GIVEN INSTRUCTION A:
Pull out every line of the listing that contains the string "post", copying each one in full. Case counts.

TEXT EXCERPT:
* start *

First impressions of a nation from a young reporter in love.


  From the Memoirs


June 1970.I fell in love this month. With a woman. With a city. With a whole country. 

Shaggy looking, fresh faced, at 22, I had just come from my first combat experience with the U-S First Air Cavalry in the Chup Rubber Plantation of eastern Cambodia. 

Now I was barreling down Route One from Saigon to Phnom Penh, first by rented motorcycle, then by Peugeot taxi. I could hardly wait. Phnom Penh was one of those magical places I had read about in school. I had to see it before it changed. The modern capital of the land of the Angkor temples. Exotic beyond imagination. I had read of it through the French adventurer, writer, later Culture Minister Andre Malraux. Phnom Penh and Cambodia did not disappoint.

The city I came to know was beautiful in every way. Neatly groomed parks. A splendid Royal Palace. A quiet Phnom or hill on which there was a small pagoda with friendly monks. Wide avenues along which were splendid French built buildings and homes surrounded with bougainvillea. Friendly, open people.

* end *

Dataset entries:

* start *

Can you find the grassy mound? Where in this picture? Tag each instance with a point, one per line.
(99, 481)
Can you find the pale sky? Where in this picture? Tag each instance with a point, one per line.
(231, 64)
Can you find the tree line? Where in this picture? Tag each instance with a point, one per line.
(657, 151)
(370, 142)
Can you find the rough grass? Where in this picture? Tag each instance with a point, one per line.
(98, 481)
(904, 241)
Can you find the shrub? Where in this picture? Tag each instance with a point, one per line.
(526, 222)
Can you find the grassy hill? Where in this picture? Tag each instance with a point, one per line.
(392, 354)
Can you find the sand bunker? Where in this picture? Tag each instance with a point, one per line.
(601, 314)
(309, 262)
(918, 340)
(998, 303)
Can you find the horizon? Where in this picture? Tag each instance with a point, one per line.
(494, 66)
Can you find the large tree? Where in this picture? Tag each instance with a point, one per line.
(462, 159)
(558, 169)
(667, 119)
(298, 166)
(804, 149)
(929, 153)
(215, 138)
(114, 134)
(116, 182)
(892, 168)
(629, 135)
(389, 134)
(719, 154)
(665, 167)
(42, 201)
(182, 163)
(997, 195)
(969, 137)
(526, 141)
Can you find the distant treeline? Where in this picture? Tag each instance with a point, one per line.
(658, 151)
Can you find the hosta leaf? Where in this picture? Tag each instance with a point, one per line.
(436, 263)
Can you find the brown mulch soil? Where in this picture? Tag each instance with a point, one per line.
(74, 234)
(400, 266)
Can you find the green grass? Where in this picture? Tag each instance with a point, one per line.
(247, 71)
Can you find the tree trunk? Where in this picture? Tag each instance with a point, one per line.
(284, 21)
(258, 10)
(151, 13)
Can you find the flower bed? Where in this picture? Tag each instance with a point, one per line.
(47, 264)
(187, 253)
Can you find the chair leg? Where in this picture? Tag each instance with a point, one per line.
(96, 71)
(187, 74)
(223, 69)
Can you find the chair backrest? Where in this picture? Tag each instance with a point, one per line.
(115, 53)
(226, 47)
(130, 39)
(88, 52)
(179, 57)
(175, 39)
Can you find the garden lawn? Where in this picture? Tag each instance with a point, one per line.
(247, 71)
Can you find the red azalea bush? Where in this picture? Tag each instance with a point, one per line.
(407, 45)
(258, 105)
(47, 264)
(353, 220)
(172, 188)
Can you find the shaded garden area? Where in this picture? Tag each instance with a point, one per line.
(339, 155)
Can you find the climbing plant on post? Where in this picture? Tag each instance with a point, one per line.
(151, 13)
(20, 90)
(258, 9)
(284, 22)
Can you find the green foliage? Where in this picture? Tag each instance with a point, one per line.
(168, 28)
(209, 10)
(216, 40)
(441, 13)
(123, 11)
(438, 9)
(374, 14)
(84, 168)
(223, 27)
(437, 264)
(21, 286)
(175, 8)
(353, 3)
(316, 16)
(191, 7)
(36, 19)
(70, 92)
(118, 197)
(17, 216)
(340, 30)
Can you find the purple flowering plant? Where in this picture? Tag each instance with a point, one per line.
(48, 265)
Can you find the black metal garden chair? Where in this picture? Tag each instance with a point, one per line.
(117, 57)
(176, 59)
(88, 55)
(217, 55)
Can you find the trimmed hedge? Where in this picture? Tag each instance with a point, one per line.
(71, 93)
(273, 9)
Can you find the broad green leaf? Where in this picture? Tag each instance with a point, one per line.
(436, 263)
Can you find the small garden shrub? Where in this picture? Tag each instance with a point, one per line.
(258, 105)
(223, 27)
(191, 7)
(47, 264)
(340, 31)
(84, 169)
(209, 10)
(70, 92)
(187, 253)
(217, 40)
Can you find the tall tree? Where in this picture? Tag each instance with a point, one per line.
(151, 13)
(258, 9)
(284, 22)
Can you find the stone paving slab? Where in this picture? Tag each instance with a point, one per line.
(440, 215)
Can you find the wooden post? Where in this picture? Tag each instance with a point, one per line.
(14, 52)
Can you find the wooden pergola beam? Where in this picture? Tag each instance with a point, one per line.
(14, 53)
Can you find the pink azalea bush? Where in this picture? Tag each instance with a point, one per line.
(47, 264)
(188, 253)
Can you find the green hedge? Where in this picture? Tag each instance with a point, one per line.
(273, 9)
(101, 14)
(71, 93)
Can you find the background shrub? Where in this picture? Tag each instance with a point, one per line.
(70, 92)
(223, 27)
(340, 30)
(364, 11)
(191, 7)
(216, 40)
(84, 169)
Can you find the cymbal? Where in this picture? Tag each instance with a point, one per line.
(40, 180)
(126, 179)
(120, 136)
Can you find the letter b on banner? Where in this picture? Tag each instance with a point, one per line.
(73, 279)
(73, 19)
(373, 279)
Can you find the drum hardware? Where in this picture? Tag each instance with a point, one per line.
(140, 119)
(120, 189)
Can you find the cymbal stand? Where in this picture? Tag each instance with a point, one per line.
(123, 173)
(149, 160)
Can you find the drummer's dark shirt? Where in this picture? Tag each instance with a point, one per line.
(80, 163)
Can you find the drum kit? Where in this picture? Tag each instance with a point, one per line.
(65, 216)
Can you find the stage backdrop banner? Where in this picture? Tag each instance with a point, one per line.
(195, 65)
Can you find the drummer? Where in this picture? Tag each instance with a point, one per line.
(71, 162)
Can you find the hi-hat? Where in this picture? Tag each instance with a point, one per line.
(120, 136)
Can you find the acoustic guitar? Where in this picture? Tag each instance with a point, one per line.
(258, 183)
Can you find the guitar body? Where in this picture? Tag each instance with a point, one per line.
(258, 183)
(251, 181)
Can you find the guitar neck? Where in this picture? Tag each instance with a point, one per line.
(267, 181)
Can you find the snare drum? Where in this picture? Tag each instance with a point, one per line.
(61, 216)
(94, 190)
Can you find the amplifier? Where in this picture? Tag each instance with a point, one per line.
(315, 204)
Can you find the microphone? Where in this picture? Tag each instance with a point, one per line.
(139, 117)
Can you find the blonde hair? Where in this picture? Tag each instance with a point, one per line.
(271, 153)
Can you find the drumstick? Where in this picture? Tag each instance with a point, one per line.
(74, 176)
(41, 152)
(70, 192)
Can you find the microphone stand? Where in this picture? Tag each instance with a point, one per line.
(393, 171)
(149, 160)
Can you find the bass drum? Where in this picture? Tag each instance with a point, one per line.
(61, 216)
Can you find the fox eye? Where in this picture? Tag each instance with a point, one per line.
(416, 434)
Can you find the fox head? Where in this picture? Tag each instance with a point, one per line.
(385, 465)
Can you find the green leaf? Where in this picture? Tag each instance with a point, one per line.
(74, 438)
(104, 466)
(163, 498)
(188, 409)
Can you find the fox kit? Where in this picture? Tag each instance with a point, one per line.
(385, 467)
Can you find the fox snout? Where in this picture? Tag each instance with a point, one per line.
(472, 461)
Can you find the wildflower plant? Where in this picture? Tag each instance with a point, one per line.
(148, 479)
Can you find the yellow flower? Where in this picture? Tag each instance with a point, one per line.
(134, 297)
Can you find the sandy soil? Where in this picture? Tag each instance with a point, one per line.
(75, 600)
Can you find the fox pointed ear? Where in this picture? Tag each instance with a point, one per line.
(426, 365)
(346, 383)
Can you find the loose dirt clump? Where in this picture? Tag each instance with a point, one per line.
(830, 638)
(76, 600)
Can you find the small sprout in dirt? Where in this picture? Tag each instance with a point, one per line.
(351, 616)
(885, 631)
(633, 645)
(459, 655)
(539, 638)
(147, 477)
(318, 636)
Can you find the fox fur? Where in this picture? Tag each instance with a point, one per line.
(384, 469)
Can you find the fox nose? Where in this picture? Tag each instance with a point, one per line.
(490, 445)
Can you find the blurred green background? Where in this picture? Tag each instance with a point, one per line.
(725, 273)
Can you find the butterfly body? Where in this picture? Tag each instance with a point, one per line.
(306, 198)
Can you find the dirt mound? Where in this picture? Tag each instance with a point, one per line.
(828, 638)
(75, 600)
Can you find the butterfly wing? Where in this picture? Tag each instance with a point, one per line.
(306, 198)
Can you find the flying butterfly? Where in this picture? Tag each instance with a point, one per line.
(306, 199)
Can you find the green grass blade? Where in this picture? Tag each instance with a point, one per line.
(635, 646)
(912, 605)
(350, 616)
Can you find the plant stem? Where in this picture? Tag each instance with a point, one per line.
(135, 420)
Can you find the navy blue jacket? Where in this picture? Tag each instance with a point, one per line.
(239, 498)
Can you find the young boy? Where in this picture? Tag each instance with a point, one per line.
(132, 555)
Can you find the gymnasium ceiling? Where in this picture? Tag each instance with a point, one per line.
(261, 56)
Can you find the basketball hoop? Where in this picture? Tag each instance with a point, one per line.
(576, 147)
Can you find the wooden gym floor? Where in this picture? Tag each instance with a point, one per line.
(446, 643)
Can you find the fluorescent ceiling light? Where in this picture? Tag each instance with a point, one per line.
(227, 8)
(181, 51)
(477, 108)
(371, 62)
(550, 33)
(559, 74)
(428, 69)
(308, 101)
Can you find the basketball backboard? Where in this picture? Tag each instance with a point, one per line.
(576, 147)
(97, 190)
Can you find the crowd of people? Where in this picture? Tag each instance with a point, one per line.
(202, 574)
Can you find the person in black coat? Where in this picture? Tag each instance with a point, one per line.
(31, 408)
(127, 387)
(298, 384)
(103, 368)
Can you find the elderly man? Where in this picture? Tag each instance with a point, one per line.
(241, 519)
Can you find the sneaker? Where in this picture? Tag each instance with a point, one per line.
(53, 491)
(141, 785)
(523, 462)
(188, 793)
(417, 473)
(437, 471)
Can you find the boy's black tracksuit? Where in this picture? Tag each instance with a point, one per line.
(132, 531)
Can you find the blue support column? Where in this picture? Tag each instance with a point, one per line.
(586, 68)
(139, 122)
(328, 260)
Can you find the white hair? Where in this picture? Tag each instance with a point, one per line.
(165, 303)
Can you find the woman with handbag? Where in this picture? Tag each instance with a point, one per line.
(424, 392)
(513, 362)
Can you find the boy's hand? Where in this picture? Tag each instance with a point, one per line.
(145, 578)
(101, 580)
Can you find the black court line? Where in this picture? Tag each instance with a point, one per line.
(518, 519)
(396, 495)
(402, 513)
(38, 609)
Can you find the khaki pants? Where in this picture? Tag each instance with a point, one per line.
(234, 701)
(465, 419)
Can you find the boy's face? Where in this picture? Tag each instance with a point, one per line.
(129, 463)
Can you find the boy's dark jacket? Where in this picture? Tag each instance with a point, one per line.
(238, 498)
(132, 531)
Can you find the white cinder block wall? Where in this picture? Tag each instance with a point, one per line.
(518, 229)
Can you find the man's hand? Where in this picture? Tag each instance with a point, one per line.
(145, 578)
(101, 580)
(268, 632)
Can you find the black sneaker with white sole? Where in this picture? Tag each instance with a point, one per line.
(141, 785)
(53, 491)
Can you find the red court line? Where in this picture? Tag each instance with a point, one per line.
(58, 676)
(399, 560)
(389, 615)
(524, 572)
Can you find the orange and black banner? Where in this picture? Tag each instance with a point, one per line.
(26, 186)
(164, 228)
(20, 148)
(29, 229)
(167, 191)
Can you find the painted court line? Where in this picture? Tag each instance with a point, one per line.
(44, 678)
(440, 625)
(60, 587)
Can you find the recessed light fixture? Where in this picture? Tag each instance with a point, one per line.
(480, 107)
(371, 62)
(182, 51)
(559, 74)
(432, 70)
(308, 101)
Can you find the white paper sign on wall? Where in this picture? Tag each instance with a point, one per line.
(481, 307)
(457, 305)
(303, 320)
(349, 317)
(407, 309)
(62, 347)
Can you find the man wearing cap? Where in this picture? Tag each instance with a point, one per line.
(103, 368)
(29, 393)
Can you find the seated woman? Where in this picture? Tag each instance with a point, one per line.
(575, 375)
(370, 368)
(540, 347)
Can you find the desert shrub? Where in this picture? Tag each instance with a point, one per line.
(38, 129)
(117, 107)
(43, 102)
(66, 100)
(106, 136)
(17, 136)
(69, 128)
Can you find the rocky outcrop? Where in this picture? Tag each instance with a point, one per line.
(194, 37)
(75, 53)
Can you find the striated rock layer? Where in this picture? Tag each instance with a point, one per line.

* end *

GIVEN INSTRUCTION B:
According to the Phnom Penh memoir excerpt, what did the writer fall in love with in June 1970?

CORRECT RESPONSE A:
Can you find the climbing plant on post? Where in this picture? Tag each instance with a point, one per line.
Can you find the wooden post? Where in this picture? Tag each instance with a point, one per line.

CORRECT RESPONSE B:
- A woman
- A city
- A whole country